*The exercise*. Reproduce word for word everything in the restaurant supply thread below, from "is this the" down to "off on shopping!!!".

*Page extract*.
========================

# Restaurant Supply



## pops6927 (Mar 3, 2010)

A new one opened up on Alta Mere in SW Fort Worth, called 'AceMart'.  They're site is:
http://www.acemart.com/index.ep
Wife went there and got a new heavy duty frypan and bought me a new boning knife; a Dexter 6" stiff blade straight boner.  Love the Sani-Safe line; they're not real expensive and hold their edge and sharpen nicely.  Check 'em out!


----------



## eaglewing (Mar 3, 2010)

That's awesome!!!


is this the knife your talking about??

http://www.acemart.com/prod4530.html

There are some great prices there and COMPLETE selection too!!! Very cool. I just get off on shopping!!!


----------



## meateater (Mar 3, 2010)

I hear ya, I just bought a stainless pan 13x13x6, $16.00 to replace all the disposable aluminum pans I just throw away, no more. I have a lot of items from the restaurant supply down the street from my shop. Alot cheaper than Wally World by far.


----------



## pops6927 (Mar 3, 2010)

Yes, that's the one!

Anyone else have links to Restaurant Supplies in their areas that have good products and good deals that you can order from?


----------



## tjohnson (Mar 3, 2010)

========================

*Raw records*.

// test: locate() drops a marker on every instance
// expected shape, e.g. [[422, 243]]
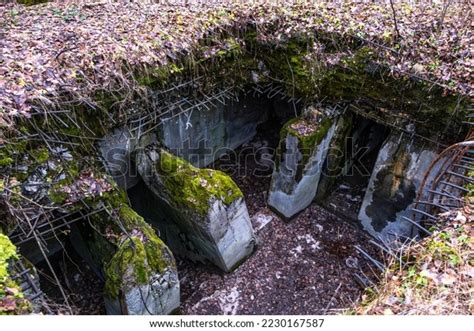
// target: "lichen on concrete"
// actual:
[[194, 187]]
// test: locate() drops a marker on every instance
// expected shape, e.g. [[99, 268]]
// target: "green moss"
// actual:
[[306, 142], [31, 2], [291, 64], [142, 251], [41, 154], [194, 187]]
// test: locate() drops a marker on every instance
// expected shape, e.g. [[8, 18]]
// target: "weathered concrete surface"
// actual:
[[396, 178], [205, 134], [116, 150], [303, 149], [139, 270], [161, 296], [206, 215]]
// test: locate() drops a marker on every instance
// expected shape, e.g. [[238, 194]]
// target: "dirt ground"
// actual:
[[304, 266]]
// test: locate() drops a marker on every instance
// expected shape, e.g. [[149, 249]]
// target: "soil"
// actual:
[[305, 266]]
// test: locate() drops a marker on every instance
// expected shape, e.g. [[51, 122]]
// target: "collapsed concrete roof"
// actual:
[[51, 49]]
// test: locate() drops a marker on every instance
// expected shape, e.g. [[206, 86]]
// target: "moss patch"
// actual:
[[193, 187], [12, 300], [139, 255]]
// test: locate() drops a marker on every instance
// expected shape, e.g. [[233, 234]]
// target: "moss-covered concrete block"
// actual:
[[209, 217], [140, 272], [304, 143]]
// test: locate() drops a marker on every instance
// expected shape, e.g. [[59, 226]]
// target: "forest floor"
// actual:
[[304, 266]]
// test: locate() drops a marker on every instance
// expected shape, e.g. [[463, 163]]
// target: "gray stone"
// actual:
[[396, 178], [206, 215], [296, 176], [161, 296]]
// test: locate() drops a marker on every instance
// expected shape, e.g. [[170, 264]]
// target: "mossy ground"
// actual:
[[12, 300]]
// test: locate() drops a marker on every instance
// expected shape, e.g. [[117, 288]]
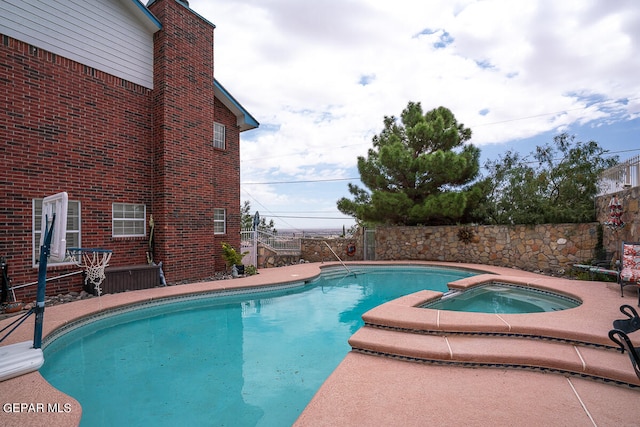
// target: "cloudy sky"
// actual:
[[320, 75]]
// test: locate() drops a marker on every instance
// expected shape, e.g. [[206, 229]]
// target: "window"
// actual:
[[129, 220], [219, 221], [73, 228], [219, 136]]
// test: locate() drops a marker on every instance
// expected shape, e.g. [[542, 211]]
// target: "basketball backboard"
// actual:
[[55, 204]]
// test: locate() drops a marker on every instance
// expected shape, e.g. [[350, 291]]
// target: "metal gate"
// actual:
[[369, 244]]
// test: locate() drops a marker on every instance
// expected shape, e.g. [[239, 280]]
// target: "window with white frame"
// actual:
[[219, 221], [219, 136], [129, 220], [73, 228]]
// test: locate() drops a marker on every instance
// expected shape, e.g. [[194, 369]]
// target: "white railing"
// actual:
[[280, 243], [622, 176]]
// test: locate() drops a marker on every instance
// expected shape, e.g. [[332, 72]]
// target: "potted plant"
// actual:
[[233, 258]]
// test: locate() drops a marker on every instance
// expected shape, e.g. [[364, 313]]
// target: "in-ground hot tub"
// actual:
[[496, 297]]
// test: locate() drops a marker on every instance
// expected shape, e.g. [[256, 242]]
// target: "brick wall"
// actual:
[[68, 127], [191, 178]]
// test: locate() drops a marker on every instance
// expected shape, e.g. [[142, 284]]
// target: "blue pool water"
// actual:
[[237, 360]]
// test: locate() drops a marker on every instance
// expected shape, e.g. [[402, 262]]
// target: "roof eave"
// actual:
[[245, 120]]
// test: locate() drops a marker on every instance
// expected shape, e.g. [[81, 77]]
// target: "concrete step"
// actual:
[[598, 363]]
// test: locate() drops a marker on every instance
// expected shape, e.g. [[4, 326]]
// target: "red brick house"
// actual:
[[117, 104]]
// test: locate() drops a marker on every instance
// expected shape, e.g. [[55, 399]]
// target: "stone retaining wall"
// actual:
[[548, 248]]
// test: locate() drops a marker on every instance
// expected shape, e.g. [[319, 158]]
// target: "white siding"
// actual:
[[108, 35]]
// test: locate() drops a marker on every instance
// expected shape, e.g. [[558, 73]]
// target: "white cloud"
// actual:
[[320, 76]]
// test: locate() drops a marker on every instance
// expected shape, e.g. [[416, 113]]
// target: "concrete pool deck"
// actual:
[[411, 366]]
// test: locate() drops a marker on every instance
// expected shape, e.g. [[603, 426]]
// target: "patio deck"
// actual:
[[412, 366]]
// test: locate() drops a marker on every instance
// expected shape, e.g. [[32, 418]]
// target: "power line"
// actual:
[[299, 182]]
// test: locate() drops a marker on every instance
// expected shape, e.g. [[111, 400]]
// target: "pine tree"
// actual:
[[419, 171]]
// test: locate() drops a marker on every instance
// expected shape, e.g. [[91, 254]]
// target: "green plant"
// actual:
[[231, 256]]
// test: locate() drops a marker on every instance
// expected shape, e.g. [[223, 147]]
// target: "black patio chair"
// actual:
[[631, 323], [622, 339]]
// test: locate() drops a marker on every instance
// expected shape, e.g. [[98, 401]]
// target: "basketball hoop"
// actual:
[[93, 261]]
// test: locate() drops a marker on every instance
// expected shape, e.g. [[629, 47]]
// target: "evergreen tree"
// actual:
[[419, 171]]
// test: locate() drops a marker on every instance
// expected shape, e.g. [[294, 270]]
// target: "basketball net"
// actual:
[[93, 261]]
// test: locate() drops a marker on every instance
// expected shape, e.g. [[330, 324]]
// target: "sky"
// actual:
[[320, 76]]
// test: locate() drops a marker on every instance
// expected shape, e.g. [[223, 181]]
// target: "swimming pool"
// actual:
[[234, 359], [503, 298]]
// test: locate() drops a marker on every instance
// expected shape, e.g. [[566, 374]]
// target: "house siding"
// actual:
[[65, 126], [100, 34]]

========================

*The output*.
is this the knife your talking about??

http://www.acemart.com/prod4530.html

There are some great prices there and COMPLETE selection too!!! Very cool. I just get off on shopping!!!